• _Document section_
## START

Why I Made Stale Forecasts Fail Instead of Falling Back to Do Nothing

The UI showed ready, do_nothing, and a blank reason field.

A facility manager reading that screen would assume the engine had looked at the peak window, checked the assets, and decided there was nothing worth doing. The interface looked calm. The audit trail looked complete.

That was not true.

The forecast behind the plan had expired. The planner should never have scored it. But the fallback path did exactly what I told it to do: when no action was selected, choose do_nothing so the operator gets a safe recommendation instead of an empty response.

Safe fallback became false confidence.

The product has a simple rule: physical feasibility comes before economics. A battery cannot discharge below its minimum state of charge. A building load cannot curtail past its comfort limit. A flat-rate tariff cannot justify peak curtailment because there is no peak signal to respond to. Those are business truths encoded as code.

That rule exists because energy planning has a dangerous temptation: collapse every problem into money. If the demand charge is high enough, the spreadsheet always finds a saving. Real facilities do not work that way. Operators know some processes cannot move, some comfort limits cannot bend, and some battery cycles are not worth spending for a small peak reduction. The planner has to encode that judgment before it calculates expected savings.

The bug came from treating stale forecasts like another physical constraint.

In a real infeasible window, do_nothing is useful. If every battery is depleted, every comfort limit blocks curtailment, and every flexible process is already at its limit, doing nothing is a valid operational recommendation. It tells the operator: the engine understood the window and found no feasible savings-positive action.

A stale forecast is different. It means the engine did not have permission to reason about the window at all. The input is invalid. The correct output is a failed plan with an explicit reason.

I got that boundary wrong in the first implementation.

The code had all the pieces in separate places. createPlan detected stale forecasts. generateCurtailmentPlan recorded a stale-forecast rejection. But the bottom of the planner had a broad fallback: if no selected actions exist, add do_nothing. That line was written for infeasible windows, not invalid input, but it had no way to know the difference.

The fix looks small because the hard part was naming the boundary.

Batch 009 had already moved the planner away from fake input. Forecast creation loads qualified interval readings from the database. Plans check that the selected forecast and tariff belong to the requested site. The selected band travels as forecastBandKw, and the action payload records both confidence_band and forecast_band_driver. Those pieces made the failure more embarrassing, not less. The system had evidence discipline at the edges, then lost it in one central fallback.

## END

• _Collected data_
## START

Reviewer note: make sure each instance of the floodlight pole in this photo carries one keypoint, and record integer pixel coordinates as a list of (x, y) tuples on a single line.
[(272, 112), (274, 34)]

## END

• _Task requirements_
A) According to the article on stale forecasts, what simple rule does the product follow?
B) Copy the article on stale forecasts word for word, from "A facility manager" up to and including "was not true.".
The lines have nothing to do with the article on stale forecasts.

• _Per-task answers_
A) Physical feasibility comes before economics.

B)
A facility manager reading that screen would assume the engine had looked at the peak window, checked the assets, and decided there was nothing worth doing. The interface looked calm. The audit trail looked complete.

That was not true.